Dataset rows:
☆ ☆ ☆ ☆ ☆ ☆ ☆
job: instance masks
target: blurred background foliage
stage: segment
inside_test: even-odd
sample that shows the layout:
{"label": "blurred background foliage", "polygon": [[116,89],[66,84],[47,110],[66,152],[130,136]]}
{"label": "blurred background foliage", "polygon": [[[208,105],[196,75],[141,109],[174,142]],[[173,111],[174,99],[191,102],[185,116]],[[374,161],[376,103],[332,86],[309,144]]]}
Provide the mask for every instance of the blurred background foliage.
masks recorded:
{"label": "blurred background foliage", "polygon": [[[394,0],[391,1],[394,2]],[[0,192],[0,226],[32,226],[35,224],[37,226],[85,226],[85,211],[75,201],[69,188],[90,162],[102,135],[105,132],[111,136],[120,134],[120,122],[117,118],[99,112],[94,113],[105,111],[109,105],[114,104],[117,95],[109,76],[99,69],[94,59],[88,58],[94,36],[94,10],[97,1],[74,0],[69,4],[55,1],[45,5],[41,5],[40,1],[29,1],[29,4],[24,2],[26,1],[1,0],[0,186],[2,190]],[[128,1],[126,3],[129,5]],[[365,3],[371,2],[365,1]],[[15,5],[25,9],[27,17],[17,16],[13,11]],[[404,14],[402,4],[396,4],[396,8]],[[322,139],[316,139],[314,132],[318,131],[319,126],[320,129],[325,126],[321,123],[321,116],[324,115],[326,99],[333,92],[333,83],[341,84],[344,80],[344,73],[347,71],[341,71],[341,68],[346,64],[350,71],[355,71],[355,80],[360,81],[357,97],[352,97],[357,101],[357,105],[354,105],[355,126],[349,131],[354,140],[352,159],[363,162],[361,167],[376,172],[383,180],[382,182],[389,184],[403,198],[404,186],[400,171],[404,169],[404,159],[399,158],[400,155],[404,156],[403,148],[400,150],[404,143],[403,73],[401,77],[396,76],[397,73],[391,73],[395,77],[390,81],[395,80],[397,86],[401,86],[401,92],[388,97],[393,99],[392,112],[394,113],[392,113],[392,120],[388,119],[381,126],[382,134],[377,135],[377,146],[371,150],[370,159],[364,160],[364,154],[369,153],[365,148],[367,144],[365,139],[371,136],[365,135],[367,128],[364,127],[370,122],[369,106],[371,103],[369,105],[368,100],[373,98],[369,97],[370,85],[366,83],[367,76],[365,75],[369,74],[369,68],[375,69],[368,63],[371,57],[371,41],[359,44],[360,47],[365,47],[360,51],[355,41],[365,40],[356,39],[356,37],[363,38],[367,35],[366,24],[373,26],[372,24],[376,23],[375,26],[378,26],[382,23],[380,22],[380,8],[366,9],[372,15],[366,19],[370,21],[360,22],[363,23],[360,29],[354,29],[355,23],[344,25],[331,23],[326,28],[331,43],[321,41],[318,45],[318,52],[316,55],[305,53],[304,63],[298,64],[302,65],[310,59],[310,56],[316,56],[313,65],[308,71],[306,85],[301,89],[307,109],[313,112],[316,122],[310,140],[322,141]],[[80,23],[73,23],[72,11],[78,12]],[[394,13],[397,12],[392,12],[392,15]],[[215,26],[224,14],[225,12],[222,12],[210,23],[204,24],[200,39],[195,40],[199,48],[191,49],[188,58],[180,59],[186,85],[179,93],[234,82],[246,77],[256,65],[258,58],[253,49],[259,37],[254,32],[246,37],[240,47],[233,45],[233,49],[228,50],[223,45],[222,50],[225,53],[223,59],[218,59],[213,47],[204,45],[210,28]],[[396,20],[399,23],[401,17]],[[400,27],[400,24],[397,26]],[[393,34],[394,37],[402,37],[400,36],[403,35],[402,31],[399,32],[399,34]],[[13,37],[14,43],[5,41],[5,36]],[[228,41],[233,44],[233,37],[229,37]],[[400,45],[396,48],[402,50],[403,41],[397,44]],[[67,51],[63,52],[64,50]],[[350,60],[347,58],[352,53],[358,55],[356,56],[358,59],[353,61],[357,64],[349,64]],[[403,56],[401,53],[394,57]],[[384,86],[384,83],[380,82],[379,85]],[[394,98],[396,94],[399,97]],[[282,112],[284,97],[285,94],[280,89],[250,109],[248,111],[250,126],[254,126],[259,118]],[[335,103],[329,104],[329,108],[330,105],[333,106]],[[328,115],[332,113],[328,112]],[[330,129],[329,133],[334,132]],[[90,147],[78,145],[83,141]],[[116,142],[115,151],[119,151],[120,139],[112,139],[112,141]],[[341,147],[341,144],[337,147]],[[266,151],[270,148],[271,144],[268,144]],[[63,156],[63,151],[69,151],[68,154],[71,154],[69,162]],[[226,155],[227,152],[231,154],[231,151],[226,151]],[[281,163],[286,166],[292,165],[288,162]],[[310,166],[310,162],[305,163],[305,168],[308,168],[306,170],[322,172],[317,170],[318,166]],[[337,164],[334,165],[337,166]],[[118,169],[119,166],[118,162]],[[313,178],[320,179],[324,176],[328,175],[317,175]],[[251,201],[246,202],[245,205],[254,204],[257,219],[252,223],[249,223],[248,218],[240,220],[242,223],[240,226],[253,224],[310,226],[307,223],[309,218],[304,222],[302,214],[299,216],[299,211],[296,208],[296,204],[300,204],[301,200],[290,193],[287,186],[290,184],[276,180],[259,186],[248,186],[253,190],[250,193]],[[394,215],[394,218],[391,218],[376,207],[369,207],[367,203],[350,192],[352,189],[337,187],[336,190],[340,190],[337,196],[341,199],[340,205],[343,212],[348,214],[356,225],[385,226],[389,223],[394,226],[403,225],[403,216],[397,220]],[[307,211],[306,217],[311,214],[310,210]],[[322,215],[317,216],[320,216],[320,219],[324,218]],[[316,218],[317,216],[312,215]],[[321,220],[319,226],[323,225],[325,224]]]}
☆ ☆ ☆ ☆ ☆ ☆ ☆
Find every line in the listing that contains the word "instance", and copy each of those lines.

## Finished answer
job: instance masks
Provide the mask for every instance of the blurred background foliage.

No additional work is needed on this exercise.